── LESETEXT ──

Auf Englisch kennt man die Zierblume auch als gillyflower;
dieses Wort hängt etymologisch mit griechisch karyophyllon
zusammen und ist daher mit den im vorigen Absatz genannten Namen für
Gewürznelken verwandt.
Eine andere Gruppe von Namen für Nelken findet man in Indien, z. B.
Pashto und Urdu lung [لونګ, لونگ],
Kashmiri rong [رونگ],
Hindi und Punjabi laung [लौंग, ਲੌਂਗ],
Gujarati laving [લવિંગ],
Bengali labango [লবংগ]
und Telugu lavangalu [లవంగము].
Diese Namen haben keine Etymologien in den indoarischen (oder dravidischen) Sprachen und sind daher Lehnwörter,
möglicherweise teilen sie einen entfernten gemeinsamen Ursprung mit karyophyllon and kanplu.

───
── MATERIAL ──

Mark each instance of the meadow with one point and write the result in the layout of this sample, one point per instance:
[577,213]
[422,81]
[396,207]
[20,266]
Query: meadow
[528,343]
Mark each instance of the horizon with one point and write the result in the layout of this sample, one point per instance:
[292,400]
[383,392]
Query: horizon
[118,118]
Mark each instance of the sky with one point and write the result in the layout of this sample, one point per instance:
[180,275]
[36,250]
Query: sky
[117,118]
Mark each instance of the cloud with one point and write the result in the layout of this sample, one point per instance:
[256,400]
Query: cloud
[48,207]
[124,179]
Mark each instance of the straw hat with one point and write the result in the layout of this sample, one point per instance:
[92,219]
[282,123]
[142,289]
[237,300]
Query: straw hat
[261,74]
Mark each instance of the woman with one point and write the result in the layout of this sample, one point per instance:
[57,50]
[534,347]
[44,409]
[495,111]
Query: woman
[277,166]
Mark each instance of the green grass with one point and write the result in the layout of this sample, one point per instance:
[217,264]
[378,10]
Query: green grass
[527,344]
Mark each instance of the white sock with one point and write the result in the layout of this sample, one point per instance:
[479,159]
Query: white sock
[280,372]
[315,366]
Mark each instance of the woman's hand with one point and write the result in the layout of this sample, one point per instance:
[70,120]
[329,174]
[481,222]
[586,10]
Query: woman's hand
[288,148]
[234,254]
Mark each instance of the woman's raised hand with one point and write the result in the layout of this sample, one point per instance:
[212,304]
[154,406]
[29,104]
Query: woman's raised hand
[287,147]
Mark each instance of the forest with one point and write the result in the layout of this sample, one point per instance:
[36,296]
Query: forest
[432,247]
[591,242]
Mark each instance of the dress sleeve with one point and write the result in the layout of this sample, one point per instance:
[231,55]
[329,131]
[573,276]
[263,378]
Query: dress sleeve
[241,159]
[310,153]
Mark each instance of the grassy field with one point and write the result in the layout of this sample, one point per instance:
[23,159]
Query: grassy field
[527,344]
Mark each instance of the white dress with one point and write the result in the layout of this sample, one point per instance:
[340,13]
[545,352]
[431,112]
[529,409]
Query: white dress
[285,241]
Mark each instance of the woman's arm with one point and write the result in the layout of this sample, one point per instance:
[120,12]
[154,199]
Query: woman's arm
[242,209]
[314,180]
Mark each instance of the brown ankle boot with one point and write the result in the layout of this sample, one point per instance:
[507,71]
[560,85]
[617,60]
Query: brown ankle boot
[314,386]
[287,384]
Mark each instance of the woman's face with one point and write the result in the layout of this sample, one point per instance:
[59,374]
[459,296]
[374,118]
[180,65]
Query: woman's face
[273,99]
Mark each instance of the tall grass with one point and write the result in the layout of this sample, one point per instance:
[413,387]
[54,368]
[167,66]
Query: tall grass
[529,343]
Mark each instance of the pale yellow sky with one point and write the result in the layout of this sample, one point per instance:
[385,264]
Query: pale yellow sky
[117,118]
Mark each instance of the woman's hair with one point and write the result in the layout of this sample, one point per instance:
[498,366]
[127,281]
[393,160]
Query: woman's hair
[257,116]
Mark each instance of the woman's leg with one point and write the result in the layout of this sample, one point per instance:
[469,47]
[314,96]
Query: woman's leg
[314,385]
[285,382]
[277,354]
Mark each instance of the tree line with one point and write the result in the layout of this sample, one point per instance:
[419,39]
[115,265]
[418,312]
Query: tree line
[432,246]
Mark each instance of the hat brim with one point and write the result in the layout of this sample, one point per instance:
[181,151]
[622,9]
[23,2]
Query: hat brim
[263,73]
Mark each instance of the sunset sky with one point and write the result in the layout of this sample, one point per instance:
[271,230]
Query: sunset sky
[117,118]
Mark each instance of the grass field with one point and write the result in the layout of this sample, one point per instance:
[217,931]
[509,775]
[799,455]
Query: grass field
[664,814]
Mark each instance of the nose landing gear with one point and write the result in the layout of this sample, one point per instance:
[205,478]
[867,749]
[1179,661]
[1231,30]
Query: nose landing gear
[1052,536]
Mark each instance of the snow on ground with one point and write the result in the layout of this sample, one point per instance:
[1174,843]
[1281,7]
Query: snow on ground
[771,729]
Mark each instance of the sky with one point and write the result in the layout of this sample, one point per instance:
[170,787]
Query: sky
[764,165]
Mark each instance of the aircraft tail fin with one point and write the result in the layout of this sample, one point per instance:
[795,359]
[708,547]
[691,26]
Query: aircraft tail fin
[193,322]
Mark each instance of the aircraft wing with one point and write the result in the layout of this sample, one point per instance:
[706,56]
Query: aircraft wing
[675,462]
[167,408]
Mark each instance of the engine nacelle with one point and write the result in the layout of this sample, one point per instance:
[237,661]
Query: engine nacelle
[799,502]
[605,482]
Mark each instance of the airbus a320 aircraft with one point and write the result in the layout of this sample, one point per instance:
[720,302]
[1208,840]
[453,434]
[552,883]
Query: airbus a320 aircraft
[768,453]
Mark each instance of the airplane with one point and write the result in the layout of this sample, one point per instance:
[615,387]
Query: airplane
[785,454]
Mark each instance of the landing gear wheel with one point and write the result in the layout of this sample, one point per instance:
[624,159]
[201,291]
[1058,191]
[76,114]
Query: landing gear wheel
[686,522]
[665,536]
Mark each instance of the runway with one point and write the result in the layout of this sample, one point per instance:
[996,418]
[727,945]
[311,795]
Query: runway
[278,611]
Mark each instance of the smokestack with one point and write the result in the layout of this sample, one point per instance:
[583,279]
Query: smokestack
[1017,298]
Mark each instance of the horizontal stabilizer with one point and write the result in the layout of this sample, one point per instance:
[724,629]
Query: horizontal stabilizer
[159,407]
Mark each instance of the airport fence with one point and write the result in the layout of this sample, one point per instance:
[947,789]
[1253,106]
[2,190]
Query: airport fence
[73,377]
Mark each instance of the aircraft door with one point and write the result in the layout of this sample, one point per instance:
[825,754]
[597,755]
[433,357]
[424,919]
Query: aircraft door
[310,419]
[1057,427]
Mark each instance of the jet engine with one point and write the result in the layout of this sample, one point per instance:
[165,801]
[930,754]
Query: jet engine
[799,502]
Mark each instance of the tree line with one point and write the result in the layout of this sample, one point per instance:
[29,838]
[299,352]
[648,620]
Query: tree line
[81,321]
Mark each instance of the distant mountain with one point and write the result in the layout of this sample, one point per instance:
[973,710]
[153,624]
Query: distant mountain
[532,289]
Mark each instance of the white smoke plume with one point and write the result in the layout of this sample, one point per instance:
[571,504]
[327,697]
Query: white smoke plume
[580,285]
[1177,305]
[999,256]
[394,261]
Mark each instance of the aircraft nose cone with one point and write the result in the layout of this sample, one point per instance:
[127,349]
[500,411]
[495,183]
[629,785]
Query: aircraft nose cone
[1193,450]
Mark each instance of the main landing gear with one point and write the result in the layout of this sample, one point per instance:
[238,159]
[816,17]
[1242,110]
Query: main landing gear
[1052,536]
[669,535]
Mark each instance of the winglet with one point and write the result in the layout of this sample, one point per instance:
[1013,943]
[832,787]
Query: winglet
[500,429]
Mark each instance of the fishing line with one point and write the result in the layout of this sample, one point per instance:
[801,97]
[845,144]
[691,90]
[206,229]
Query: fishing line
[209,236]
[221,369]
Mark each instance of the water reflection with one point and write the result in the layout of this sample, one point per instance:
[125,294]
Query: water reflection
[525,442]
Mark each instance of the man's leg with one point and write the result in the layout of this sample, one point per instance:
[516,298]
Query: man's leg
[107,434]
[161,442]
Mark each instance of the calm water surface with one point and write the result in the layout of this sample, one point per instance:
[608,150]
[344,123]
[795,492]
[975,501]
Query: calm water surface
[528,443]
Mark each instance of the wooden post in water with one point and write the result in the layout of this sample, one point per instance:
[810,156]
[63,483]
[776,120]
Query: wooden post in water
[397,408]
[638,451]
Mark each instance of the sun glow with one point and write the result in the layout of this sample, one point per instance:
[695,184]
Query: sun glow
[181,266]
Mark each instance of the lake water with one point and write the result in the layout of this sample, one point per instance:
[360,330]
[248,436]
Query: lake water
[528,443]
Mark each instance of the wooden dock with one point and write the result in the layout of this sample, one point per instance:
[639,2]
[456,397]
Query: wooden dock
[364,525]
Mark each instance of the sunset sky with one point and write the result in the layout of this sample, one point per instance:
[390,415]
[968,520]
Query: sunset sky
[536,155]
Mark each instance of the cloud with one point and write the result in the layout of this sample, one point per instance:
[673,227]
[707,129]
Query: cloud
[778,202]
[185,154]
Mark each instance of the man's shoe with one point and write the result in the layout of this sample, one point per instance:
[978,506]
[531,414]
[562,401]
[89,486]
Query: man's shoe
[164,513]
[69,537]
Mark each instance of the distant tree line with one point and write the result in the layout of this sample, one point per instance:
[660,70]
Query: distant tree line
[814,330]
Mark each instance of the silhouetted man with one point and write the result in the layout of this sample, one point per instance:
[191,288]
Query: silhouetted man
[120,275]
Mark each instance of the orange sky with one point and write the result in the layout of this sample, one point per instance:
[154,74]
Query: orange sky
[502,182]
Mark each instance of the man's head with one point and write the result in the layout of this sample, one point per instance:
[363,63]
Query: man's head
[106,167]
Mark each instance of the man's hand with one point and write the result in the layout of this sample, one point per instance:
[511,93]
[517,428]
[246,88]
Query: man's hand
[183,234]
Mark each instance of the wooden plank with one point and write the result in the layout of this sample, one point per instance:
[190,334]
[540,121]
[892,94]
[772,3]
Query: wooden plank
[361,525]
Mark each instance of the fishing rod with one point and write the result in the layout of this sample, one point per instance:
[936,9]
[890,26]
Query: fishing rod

───

**SCHRIFTLICHE AUFGABE 1:**
Wie lautet dieser Satz aus dem Lesetext auf Englisch: „Auf Englisch kennt man die Zierblume auch als gillyflower; dieses Wort hängt etymologisch mit griechisch karyophyllon zusammen und ist daher mit den im vorigen Absatz genannten Namen für Gewürznelken verwandt.“?
**SCHRIFTLICHE AUFGABE 2:**
Geben Sie die Zeilen der Auflistung Wort für Wort wieder, und zwar von der Zeile mit „Mark each instance of the man's hand“ bis zum Ende der Auflistung, beide Grenzen eingeschlossen.

**ANTWORT 1:**
In English, the ornamental flower is also known as gillyflower; this word is etymologically related to Greek karyophyllon and is therefore related to the names for cloves mentioned in the previous paragraph.

**ANTWORT 2:**
Mark each instance of the man's hand with one point and write the result in the layout of this sample, one point per instance:
[511,93]
[517,428]
[246,88]
Query: man's hand
[183,234]
Mark each instance of the wooden plank with one point and write the result in the layout of this sample, one point per instance:
[190,334]
[540,121]
[892,94]
[772,3]
Query: wooden plank
[361,525]
Mark each instance of the fishing rod with one point and write the result in the layout of this sample, one point per instance:
[936,9]
[890,26]
Query: fishing rod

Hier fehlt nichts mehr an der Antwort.